▶ [Given exercise] Copy the material from the line containing "Task: indicate the metal handrail" through its end, replacing "stone column" with "brick pillar" and leaving everything else unchanged.

** START **

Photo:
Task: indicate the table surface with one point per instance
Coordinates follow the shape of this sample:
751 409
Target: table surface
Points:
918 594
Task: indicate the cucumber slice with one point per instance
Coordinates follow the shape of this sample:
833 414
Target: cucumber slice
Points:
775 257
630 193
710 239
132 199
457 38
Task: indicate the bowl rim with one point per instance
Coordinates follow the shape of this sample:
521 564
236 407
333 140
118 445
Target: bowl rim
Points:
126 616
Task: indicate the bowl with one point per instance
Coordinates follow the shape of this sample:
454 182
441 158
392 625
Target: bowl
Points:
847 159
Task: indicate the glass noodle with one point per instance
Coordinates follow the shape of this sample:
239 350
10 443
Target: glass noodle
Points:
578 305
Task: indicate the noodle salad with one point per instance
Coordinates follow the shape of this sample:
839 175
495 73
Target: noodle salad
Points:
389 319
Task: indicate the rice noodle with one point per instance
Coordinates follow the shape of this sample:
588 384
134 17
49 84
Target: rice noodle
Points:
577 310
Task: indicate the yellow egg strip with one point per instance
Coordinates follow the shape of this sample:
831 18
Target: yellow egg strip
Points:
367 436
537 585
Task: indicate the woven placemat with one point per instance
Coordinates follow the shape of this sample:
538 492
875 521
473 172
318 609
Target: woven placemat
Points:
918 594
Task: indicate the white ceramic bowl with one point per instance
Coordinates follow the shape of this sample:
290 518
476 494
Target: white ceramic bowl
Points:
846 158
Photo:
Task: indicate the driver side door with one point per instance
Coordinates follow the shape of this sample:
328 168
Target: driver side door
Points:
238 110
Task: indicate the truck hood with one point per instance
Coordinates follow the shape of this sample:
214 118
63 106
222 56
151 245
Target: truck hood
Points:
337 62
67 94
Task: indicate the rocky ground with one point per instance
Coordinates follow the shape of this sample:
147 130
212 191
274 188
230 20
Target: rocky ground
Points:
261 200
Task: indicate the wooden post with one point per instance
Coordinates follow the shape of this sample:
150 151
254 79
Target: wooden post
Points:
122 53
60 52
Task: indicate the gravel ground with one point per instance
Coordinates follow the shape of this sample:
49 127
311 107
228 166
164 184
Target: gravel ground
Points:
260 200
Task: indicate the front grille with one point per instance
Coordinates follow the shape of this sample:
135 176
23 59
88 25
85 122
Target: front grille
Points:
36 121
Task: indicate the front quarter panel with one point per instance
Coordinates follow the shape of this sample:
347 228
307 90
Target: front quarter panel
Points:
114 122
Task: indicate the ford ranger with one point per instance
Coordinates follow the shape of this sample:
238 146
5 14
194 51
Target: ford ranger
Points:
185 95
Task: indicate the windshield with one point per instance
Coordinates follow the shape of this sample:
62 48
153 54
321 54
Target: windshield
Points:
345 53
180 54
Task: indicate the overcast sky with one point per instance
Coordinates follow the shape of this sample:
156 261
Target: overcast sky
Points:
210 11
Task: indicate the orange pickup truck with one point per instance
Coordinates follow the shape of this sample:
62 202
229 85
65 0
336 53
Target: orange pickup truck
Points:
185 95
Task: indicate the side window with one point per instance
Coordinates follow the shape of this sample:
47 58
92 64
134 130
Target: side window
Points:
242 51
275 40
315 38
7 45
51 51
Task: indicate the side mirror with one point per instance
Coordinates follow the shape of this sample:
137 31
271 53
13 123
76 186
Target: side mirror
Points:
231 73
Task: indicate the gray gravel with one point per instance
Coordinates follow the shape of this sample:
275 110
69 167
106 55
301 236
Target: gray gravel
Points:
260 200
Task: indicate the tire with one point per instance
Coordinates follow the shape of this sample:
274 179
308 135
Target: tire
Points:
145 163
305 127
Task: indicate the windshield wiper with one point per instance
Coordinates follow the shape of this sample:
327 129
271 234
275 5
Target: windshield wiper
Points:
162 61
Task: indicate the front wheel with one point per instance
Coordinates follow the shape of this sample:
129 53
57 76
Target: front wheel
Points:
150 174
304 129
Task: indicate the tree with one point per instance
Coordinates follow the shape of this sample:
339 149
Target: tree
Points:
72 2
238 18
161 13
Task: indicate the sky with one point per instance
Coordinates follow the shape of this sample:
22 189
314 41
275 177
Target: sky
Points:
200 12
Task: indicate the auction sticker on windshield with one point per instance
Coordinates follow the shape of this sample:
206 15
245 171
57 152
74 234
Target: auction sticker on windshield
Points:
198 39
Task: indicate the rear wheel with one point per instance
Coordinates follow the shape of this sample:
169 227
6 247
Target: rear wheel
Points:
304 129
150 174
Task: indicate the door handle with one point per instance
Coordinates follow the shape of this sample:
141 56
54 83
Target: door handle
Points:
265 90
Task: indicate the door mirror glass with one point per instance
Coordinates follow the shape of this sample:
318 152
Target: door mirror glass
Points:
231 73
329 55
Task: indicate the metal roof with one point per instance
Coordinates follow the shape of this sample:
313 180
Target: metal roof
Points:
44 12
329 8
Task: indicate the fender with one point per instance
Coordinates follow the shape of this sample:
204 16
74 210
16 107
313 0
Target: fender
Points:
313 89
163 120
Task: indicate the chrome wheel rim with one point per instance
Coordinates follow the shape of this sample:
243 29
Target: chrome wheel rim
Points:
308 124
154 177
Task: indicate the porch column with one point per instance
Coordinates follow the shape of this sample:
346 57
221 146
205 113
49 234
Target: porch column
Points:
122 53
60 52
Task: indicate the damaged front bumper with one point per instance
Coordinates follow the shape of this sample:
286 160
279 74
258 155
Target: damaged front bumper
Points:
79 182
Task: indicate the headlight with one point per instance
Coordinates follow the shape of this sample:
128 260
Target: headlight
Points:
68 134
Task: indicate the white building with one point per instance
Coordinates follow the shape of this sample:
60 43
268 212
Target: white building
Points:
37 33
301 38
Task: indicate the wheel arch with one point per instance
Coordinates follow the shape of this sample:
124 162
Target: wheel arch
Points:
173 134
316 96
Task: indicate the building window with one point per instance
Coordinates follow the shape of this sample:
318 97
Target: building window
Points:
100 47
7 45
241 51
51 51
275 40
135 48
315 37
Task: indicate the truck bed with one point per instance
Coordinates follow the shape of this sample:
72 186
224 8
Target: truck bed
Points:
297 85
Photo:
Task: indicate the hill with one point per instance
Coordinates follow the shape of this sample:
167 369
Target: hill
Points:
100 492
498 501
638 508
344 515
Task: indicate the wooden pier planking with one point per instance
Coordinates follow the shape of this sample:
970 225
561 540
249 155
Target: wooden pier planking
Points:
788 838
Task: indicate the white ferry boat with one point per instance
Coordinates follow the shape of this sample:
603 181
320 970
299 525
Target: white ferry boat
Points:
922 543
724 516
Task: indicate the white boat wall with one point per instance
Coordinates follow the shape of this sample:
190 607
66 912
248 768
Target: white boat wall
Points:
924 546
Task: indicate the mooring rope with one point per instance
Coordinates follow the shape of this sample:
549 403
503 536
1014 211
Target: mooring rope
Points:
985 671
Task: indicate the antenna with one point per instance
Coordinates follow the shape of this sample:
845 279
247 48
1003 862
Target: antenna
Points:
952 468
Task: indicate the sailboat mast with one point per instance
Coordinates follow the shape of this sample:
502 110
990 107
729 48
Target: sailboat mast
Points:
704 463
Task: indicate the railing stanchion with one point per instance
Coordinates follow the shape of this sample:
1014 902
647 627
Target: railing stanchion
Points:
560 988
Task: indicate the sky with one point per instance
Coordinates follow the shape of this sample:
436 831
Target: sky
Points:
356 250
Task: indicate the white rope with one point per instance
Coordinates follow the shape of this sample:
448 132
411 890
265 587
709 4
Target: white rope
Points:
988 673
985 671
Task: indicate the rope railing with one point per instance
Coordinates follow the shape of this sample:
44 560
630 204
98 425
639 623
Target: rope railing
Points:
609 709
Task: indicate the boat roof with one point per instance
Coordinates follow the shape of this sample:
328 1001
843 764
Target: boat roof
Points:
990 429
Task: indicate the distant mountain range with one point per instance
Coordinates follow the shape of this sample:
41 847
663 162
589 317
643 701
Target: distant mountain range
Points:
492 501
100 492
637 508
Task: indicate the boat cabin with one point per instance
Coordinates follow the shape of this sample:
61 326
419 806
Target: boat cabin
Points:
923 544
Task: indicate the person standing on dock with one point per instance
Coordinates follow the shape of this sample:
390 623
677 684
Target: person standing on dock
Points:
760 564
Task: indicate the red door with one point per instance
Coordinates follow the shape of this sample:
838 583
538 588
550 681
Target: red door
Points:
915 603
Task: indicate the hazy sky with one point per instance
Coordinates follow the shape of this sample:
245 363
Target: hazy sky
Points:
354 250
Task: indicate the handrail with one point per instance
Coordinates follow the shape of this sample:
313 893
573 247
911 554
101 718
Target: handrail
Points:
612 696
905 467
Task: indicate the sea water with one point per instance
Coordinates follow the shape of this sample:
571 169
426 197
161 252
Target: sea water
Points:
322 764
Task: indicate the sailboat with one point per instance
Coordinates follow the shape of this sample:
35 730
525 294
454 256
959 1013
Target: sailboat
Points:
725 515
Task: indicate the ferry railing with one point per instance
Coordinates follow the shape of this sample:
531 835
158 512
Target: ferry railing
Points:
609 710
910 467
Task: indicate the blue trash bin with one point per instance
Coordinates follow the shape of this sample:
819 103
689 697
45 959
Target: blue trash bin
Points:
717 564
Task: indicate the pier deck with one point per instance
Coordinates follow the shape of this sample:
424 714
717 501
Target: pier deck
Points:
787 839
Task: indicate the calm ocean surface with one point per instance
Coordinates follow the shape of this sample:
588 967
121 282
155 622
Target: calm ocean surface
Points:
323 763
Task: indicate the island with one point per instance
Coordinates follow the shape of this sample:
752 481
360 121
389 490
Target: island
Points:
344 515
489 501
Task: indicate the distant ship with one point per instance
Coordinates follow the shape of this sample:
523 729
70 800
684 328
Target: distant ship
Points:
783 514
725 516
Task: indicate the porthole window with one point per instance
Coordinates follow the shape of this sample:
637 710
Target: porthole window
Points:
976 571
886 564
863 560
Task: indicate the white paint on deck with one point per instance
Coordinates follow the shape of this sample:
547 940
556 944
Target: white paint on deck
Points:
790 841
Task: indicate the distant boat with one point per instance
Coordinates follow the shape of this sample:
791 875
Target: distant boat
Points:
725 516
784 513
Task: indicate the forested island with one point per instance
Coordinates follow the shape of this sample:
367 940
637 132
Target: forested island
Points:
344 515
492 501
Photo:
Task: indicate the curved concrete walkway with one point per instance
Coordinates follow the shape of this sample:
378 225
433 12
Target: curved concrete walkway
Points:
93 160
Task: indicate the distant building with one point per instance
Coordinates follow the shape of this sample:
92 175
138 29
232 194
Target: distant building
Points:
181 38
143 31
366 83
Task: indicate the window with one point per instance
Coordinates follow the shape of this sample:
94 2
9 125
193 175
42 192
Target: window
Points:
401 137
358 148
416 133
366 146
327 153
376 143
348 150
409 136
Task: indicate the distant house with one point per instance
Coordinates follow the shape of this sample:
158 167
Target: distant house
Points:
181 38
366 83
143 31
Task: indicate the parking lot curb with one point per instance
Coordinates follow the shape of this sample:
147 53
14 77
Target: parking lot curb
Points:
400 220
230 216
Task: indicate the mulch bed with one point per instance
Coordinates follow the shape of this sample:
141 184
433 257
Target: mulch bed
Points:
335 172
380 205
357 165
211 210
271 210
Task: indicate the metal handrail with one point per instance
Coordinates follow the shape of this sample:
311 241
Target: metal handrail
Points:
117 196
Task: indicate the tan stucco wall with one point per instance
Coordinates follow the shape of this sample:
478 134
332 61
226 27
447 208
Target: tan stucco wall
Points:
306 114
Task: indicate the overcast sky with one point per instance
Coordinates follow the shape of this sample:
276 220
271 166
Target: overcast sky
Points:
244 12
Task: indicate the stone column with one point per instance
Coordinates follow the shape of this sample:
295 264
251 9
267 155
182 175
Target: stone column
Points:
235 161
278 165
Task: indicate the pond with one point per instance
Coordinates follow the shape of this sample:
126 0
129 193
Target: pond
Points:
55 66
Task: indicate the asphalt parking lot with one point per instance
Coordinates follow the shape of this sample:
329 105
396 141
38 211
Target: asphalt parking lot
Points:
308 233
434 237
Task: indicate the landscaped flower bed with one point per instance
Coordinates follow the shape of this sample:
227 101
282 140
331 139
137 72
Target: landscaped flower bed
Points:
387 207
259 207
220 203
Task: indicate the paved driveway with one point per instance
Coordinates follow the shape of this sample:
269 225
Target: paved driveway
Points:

** END **

▶ [Written response]
Task: indicate the metal handrail with one point per instance
Coordinates follow the shape of this sample:
311 241
Target: metal handrail
Points:
117 196
Task: indicate the tan stucco wall with one point per instance
Coordinates follow the shape of this sample:
478 134
332 61
226 27
447 208
Target: tan stucco wall
Points:
306 114
Task: indicate the overcast sky with one point per instance
Coordinates follow the shape of this sample:
276 220
271 166
Target: overcast sky
Points:
244 12
Task: indicate the brick pillar with one point per instance
Coordinates follow the shape of this sample:
295 264
251 9
267 155
182 175
Target: brick pillar
Points:
235 161
278 165
Task: indicate the pond with one point per instance
Coordinates follow the shape of this sample:
126 0
129 193
Target: pond
Points:
55 66
Task: indicate the asphalt parking lot with one point per instance
Coordinates follow the shape of this sample:
329 105
396 141
38 211
Target: asphalt parking lot
Points:
308 233
434 237
Task: indicate the landscaped flower bed with one point per instance
Coordinates follow the shape of this sample:
227 101
282 140
331 139
137 72
Target: landscaped flower bed
Points:
387 207
259 207
220 203
Task: indicate the paved driveway with one point per instance
Coordinates follow the shape of this sample:
269 225
Target: paved driveway
Points:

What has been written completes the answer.